> [ACTIVITY]:
Starting with the first line of the records, write out each line exactly until you have included the line containing "column 19, row 141".
*** EXTRACTED INFORMATION ***
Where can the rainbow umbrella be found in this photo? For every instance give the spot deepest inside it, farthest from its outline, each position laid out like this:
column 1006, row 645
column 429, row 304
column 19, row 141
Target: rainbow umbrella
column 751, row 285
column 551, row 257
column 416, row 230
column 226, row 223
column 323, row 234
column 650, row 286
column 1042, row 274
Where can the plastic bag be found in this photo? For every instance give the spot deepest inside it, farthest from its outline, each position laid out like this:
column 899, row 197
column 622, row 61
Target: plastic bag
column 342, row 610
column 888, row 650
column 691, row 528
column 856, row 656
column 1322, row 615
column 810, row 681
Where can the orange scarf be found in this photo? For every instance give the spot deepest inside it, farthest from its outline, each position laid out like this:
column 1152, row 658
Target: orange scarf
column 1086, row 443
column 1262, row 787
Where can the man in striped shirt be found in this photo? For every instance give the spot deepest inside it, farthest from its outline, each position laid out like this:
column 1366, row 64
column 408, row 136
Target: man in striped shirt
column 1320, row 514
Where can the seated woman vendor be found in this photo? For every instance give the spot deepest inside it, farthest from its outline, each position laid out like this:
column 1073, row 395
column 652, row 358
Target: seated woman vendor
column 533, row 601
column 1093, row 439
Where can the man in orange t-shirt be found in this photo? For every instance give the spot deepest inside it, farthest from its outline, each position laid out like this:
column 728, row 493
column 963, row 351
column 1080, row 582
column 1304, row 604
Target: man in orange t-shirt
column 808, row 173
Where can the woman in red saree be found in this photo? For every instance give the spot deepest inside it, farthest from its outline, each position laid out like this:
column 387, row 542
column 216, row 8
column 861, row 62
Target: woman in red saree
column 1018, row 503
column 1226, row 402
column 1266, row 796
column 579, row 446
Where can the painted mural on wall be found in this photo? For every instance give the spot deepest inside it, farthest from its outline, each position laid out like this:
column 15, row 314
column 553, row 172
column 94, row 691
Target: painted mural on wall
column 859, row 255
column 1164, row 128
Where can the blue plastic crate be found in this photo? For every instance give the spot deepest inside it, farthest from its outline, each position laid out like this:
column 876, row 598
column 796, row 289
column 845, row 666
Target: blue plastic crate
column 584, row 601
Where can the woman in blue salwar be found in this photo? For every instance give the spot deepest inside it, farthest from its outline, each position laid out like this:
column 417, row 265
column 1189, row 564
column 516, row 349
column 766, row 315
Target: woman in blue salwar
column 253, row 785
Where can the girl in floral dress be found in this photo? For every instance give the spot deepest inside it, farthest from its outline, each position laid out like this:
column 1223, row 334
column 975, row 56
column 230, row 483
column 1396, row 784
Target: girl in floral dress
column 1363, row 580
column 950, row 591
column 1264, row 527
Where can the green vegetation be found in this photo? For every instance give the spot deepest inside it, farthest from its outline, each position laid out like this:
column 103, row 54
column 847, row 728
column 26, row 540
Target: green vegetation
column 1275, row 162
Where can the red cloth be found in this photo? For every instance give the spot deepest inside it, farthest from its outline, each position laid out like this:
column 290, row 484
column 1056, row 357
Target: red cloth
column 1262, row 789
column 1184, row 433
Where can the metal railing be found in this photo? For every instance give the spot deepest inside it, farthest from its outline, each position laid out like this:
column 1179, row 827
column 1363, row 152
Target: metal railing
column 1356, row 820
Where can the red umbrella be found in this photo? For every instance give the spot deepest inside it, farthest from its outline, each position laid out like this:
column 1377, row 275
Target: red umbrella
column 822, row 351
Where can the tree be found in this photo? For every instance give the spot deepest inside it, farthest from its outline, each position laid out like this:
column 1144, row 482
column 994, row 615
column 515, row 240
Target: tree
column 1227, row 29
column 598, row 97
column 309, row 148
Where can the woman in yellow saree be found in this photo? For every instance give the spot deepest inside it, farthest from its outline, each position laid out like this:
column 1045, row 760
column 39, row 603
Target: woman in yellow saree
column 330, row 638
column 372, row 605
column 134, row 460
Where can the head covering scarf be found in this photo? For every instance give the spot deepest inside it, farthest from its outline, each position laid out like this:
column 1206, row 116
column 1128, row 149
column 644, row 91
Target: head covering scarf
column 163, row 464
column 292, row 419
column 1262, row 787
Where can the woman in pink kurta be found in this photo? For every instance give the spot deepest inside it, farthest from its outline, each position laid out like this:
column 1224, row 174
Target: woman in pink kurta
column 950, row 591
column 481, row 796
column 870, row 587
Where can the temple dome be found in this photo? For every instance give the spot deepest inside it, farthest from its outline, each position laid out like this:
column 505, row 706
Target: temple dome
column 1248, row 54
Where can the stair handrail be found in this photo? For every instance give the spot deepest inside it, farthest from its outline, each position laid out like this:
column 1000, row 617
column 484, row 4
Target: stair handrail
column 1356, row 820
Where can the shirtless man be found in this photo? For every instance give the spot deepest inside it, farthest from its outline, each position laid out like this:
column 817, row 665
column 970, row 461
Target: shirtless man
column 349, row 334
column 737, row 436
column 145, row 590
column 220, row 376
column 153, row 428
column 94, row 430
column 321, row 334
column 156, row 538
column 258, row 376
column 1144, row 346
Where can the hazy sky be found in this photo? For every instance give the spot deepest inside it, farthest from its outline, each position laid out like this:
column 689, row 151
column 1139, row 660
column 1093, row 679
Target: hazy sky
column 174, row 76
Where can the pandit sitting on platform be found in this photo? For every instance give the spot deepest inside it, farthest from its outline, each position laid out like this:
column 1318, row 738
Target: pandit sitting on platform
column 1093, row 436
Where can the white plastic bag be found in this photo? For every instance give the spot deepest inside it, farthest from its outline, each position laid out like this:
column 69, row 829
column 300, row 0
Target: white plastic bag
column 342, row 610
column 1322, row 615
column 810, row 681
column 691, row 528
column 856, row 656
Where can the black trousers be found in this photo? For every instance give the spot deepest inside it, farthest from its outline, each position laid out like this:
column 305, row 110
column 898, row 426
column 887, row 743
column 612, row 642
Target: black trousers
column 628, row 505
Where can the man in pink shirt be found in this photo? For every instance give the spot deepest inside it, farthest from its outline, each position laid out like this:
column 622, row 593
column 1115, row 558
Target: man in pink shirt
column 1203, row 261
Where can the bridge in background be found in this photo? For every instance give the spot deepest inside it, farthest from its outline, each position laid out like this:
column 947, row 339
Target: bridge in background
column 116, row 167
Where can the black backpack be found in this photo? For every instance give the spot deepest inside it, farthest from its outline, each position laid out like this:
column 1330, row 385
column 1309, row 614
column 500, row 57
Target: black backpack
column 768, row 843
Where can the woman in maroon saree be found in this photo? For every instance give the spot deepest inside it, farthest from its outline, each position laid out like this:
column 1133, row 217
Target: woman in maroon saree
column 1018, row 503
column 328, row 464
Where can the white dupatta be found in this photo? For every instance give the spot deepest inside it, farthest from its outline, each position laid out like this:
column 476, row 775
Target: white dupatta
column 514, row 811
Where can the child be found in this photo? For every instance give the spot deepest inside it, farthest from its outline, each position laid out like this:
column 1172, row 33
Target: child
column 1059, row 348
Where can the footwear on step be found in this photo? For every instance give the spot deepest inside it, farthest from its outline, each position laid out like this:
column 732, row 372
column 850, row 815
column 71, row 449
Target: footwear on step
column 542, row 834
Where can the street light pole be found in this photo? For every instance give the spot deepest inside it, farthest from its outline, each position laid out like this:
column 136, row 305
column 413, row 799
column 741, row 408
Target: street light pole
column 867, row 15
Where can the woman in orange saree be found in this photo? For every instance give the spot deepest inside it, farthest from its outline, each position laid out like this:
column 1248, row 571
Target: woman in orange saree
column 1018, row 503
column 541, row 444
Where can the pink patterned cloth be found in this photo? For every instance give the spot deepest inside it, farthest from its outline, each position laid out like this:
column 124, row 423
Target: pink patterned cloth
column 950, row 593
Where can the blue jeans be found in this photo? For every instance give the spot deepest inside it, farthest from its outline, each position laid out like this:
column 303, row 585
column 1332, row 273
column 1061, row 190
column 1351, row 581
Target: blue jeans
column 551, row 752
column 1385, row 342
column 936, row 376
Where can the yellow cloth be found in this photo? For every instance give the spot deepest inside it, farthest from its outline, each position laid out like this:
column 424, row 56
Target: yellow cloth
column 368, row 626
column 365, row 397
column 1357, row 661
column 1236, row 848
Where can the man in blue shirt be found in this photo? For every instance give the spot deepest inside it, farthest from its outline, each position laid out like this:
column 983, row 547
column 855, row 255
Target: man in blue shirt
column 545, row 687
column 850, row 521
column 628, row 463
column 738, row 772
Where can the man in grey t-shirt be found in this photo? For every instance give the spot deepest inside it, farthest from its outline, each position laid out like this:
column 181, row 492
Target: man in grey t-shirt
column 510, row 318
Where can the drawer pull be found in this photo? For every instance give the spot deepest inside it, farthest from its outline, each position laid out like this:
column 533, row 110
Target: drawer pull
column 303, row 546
*** End of EXTRACTED INFORMATION ***
> [OUTPUT FOR THIS EXERCISE]:
Where can the rainbow umbrella be found in this photo? For every instance give the spot deepest inside it, farthest from its outline, each position laid out like this:
column 1006, row 645
column 429, row 304
column 19, row 141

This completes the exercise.